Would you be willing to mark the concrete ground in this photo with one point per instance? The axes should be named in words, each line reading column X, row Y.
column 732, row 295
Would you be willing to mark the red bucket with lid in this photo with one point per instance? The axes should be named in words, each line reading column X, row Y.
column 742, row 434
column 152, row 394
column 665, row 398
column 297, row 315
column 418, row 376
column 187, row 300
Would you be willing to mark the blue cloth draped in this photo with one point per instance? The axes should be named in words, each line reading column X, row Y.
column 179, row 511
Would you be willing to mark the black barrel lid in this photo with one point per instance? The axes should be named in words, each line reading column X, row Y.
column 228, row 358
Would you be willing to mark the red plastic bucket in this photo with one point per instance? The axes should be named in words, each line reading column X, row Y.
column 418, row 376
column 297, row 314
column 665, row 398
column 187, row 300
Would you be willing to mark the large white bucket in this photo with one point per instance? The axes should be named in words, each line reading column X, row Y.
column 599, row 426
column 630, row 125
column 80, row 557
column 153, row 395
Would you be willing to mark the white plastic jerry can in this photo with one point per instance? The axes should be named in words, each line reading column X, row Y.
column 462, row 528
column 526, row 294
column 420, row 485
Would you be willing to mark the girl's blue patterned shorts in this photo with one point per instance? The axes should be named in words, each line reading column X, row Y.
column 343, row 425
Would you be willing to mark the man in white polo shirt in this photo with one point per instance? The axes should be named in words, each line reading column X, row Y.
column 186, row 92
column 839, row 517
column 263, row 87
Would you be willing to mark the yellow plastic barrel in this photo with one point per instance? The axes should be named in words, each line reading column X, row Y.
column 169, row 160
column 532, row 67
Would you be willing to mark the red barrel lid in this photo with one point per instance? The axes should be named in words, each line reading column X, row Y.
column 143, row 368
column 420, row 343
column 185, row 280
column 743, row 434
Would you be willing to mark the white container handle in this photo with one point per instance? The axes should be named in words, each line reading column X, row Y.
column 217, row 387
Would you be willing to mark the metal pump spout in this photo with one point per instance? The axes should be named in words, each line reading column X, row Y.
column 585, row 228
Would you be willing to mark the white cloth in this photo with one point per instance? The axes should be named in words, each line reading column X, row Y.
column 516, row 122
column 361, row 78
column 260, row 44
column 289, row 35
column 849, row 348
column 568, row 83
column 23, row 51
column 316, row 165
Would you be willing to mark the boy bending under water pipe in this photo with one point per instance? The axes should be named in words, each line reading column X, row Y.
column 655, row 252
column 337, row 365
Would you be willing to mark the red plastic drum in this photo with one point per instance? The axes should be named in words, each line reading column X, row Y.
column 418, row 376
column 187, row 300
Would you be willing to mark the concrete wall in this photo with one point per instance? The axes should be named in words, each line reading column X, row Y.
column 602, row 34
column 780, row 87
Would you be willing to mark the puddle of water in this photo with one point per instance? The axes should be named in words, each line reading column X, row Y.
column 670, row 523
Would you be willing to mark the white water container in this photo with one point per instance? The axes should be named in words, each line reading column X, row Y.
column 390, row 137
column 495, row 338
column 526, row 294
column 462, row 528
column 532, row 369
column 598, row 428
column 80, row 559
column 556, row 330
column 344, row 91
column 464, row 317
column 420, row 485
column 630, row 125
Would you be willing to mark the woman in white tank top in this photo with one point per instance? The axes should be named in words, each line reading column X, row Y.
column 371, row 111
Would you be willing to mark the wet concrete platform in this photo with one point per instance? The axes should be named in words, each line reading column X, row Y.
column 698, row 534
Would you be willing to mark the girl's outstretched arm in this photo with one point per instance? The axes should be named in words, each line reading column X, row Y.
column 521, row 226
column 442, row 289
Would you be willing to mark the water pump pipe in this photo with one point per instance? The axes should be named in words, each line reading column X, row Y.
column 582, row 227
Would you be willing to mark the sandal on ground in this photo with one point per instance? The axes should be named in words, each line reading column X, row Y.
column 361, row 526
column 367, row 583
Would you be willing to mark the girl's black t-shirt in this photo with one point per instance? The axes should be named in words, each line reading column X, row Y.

# # # # #

**Objective**
Extract each record, keeping it identical to the original.

**Exercise result**
Would you be willing to mark the concrete ground in this photo with one point per instance? The axes should be named in words, each line reading column X, row Y.
column 732, row 295
Would you be willing to mark the red bucket with lid in this photo with one point per instance? The axes should be named in words, each line reading column X, row Y.
column 742, row 434
column 152, row 394
column 665, row 398
column 297, row 315
column 418, row 376
column 187, row 300
Would you be willing to mark the blue cloth draped in this photo with one point per instance? The axes should be named in words, each line reading column X, row Y.
column 179, row 511
Would you be willing to mark the black barrel lid in this photo with one point per instance? The axes should be named in words, each line reading column X, row Y.
column 228, row 358
Would you be willing to mark the red plastic bucket in this photo with one point per instance? The axes should be named in words, each line reading column X, row Y.
column 418, row 376
column 297, row 314
column 665, row 398
column 187, row 300
Would you be willing to mark the large white bucket in this photo with one point per instance? The axes should be named in words, each line reading column X, row Y.
column 599, row 426
column 630, row 125
column 80, row 557
column 153, row 395
Would you be willing to mark the white plastic jerry can in this photo with one point per instance? The axes should be named in words, each line reading column X, row Y.
column 462, row 528
column 526, row 294
column 420, row 485
Would you be willing to mark the girl's blue patterned shorts in this photo with one point per instance? The axes should be named in words, each line reading column X, row Y.
column 343, row 425
Would you be willing to mark the man in white polo shirt in this photo with one point per instance? The axes should be named in words, each line reading column X, row Y.
column 186, row 92
column 839, row 517
column 263, row 87
Would you be willing to mark the yellow plastic barrel in this photo with one point per instance? The axes should be named in words, each line reading column X, row Y.
column 169, row 160
column 532, row 67
Would you be willing to mark the red barrel lid in this photo with one point per instance? The axes should be named in words, each line reading column X, row Y.
column 143, row 368
column 420, row 343
column 185, row 280
column 743, row 434
Would you be willing to mark the white container handle in this photo with one point per instance? The axes should be named in words, each line reading column X, row Y.
column 217, row 387
Would you be willing to mark the metal pump spout in this photo with one point per instance? The axes should be named in words, each line reading column X, row Y.
column 585, row 228
Would you be willing to mark the white cloth in this photo with one point per instance? The axes should be named in words, each line reading column X, row Y.
column 516, row 122
column 361, row 78
column 260, row 44
column 289, row 35
column 849, row 348
column 568, row 83
column 23, row 51
column 316, row 165
Would you be willing to mark the boy bending under water pipe in this photo with one point per instance? The axes should be named in words, each line reading column X, row Y.
column 655, row 252
column 337, row 365
Would you be willing to mark the red plastic drum in this photo with one point per instance? The axes should be named in words, each line reading column X, row Y.
column 418, row 376
column 187, row 300
Would you be willing to mark the concrete wall in this photo with one point per instance? The axes should be named in words, each line reading column X, row Y.
column 602, row 34
column 780, row 87
Would you be willing to mark the puddle of water in this photo with one point per instance? The axes should be named in words, each line reading column X, row Y.
column 670, row 523
Would you be willing to mark the white water container in this photo with one point per instance? The axes should be named in words, each line reading column X, row Y.
column 390, row 137
column 495, row 338
column 526, row 294
column 462, row 528
column 532, row 369
column 598, row 428
column 80, row 559
column 556, row 330
column 344, row 91
column 464, row 317
column 420, row 485
column 630, row 125
Would you be willing to mark the woman in white tank top in this photo with one point per instance? The axes should be named in words, each line reading column X, row Y.
column 371, row 111
Would you be willing to mark the wet concrete platform in this photo with one point per instance? The axes should be named in words, each line reading column X, row Y.
column 698, row 534
Would you be willing to mark the girl's outstretched arm in this photo with one point per instance? The axes should be named in words, each line reading column X, row Y.
column 521, row 226
column 442, row 289
Would you be willing to mark the water pump pipe in this photo with one point per instance? The axes should be named in words, each line reading column X, row Y.
column 582, row 227
Would you be willing to mark the sandal on ground in this photo with one point per instance? The axes should be named in words, each line reading column X, row Y.
column 361, row 526
column 367, row 583
Would you be willing to mark the girl's black t-shirt in this photo with one point per instance? The axes should be named in words, each line reading column X, row Y.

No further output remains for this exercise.